[Collection entries]
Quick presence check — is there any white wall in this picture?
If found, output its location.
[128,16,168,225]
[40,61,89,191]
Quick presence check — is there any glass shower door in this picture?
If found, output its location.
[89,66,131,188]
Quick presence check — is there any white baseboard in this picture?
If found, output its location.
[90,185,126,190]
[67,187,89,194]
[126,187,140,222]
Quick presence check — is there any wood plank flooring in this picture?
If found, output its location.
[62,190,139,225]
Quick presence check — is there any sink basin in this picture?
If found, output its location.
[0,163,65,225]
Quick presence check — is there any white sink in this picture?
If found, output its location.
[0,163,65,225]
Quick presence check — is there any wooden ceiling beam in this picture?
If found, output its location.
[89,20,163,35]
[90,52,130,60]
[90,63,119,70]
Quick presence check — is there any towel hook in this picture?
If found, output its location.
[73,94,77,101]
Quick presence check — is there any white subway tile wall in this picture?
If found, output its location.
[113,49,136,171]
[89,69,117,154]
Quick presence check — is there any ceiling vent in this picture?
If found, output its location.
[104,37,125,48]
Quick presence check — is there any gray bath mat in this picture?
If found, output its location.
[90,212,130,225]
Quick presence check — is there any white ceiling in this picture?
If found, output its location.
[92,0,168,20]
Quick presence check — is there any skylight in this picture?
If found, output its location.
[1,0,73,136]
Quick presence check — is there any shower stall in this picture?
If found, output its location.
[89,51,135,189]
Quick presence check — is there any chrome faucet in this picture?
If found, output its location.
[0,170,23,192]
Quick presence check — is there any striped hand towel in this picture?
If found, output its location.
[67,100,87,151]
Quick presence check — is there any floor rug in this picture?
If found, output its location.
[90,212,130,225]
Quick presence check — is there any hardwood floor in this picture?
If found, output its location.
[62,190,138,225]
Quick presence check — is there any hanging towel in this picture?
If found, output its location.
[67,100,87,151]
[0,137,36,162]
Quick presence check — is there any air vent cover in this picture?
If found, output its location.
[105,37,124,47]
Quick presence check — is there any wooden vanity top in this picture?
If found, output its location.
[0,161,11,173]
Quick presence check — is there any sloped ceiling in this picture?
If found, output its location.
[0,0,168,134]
---
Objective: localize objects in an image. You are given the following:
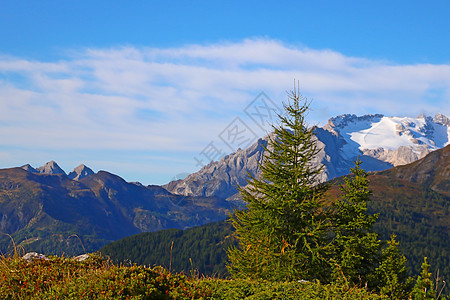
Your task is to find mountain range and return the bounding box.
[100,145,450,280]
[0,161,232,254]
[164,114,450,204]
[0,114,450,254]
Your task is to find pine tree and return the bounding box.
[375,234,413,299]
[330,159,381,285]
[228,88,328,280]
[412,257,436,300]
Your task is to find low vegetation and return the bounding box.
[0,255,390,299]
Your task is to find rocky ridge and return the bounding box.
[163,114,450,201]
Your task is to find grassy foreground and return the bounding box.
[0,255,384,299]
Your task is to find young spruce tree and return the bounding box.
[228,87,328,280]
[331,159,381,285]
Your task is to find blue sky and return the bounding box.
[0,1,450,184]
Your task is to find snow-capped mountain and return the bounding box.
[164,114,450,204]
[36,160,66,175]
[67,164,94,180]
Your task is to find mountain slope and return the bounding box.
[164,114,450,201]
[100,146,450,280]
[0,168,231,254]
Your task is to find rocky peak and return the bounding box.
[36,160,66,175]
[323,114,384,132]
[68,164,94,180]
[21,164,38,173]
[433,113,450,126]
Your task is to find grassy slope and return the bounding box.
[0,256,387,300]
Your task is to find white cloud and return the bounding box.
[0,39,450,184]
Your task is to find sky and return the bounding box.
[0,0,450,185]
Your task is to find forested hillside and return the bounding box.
==
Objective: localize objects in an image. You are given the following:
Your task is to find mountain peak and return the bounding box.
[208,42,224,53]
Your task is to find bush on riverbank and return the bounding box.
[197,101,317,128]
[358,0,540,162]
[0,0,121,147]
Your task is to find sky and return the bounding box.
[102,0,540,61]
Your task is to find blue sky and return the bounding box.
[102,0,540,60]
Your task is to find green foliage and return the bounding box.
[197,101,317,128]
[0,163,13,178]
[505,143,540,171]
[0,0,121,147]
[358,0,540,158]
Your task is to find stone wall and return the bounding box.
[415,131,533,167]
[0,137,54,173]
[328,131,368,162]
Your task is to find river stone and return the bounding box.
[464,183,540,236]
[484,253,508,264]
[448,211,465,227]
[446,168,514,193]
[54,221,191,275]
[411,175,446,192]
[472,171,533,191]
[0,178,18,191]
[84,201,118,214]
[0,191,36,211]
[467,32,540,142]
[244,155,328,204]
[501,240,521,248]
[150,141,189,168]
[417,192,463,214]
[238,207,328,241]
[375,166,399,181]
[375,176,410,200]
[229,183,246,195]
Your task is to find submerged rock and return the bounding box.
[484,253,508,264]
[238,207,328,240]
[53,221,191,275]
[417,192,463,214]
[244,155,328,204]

_Requirements_
Pull out every line in the listing above that contains the word "shower". Copy each one unchanged, one per line.

_Answer to the task_
Quick presence check — is there any glass shower door in this picture?
Quick presence check — is there any shower stall in this picture?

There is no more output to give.